The task: Rewrite the part of the article on Meghan Sussex starting at "In an interview with entrepreneur and Dragons’" and ending at "the Royal Family.", replacing "veiled swipe" with "thinly disguised dig".
┌─ Text extract
REBECCA ENGLISH: Meghan broke people I know

REBECCA ENGLISH: Meghan broke people I know,

‘There’s their truth. And then there’s the truth,’ a royal insider once told me. And I’m not sure it’s the kind of ‘truth’ that Meghan Sussex (as she now prefers to be known) has alluded to in her latest publicity blitz.

In an interview with entrepreneur and Dragons’ Den judge Emma Grede yesterday – neatly timed to drop just three days before her new As Ever product launch – the Duchess of Sussex once again took a veiled swipe at the Royal Family.

‘If you could rewrite your public narrative from scratch, is there anything you would do differently?’ Grede, 42, asks cleverly on her podcast Aspire With Emma Grede.

Giving a look that can only be described as pointed, Meghan replies: ‘Yes. I would ask people to tell the truth.’

As if her point hadn’t been made firmly enough, Meghan goes on to refer to a mysterious ‘lie’ told eight years ago.

At the time – 2017 – she was dating Prince Harry before the couple announced their engagement in November of that year.

Grede, a founding partner of Kim Kardashian’s shapewear brand Skims, replies: ‘You’re very measured about it… I would just get so angry if I felt like everyone was lying about me all the time.’

In an interview with entrepreneur and Dragons' Den judge Emma Grede yesterday, Meghan  said she 'would ask people to tell the truth' when pressed on 'rewriting her public narrative'. Here, she is pictured with husband Prince Harry in 2019

‘Peaks and valleys,’ replies Meghan graciously. ‘Of course, I’ve gone through those chapters and you do a lot of work, you do a lot of self work and go, ‘What’s the why?’ It’s happening for a reason.’

She added (naturally) that her ‘dear friend’, tennis champion Serena Williams, told her ‘a lie can’t live forever’, concluding: ‘Eight years is a long time, but not forever.’

There was no explanation of what that fib was or who may have said it, of course.
└─
┌─ Rows
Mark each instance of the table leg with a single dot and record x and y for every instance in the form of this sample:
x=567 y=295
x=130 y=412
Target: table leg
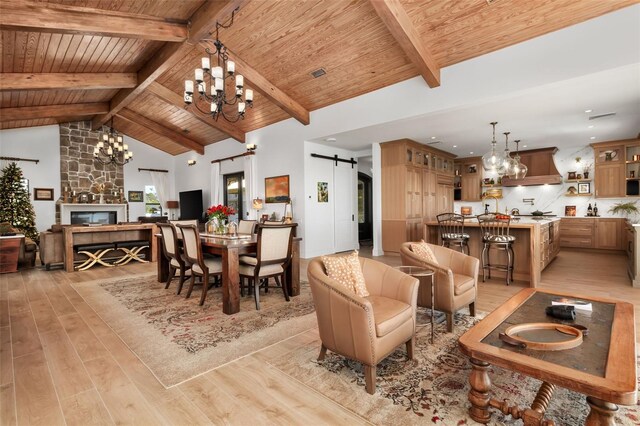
x=602 y=412
x=479 y=396
x=433 y=307
x=163 y=262
x=293 y=270
x=230 y=281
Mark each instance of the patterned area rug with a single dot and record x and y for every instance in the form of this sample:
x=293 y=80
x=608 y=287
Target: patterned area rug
x=177 y=339
x=432 y=388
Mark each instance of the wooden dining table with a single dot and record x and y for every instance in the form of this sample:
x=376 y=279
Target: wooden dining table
x=230 y=251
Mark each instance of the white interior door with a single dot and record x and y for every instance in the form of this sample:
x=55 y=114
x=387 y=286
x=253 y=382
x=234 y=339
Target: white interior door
x=345 y=230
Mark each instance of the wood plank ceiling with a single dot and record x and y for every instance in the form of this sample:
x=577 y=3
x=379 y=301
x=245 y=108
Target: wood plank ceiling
x=93 y=59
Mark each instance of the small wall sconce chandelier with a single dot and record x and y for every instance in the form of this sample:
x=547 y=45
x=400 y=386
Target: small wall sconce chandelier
x=111 y=149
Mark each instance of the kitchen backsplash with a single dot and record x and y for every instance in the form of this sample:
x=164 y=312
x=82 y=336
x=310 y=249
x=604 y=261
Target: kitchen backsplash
x=552 y=197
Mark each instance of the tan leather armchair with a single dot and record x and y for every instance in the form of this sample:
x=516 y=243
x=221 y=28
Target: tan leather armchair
x=456 y=280
x=365 y=329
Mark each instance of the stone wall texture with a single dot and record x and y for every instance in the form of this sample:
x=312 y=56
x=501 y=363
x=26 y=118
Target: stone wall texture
x=80 y=172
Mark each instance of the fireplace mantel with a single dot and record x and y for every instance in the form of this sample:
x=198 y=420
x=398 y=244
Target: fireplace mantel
x=66 y=209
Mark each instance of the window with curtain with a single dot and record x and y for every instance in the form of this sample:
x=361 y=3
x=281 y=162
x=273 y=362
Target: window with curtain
x=152 y=206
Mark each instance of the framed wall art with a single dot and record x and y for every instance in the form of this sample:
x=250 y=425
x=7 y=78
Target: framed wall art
x=136 y=196
x=43 y=194
x=276 y=189
x=323 y=192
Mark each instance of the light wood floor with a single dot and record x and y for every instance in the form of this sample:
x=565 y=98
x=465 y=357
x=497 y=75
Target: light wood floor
x=61 y=364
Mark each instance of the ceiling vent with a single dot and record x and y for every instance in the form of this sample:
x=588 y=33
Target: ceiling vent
x=599 y=116
x=318 y=73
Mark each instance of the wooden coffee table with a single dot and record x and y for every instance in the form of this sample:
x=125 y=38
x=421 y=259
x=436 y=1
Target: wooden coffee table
x=603 y=367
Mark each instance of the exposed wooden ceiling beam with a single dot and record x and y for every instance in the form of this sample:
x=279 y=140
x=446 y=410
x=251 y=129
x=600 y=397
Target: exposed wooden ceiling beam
└─
Written solution:
In an interview with entrepreneur and Dragons’ Den judge Emma Grede yesterday – neatly timed to drop just three days before her new As Ever product launch – the Duchess of Sussex once again took a thinly disguised dig at the Royal Family.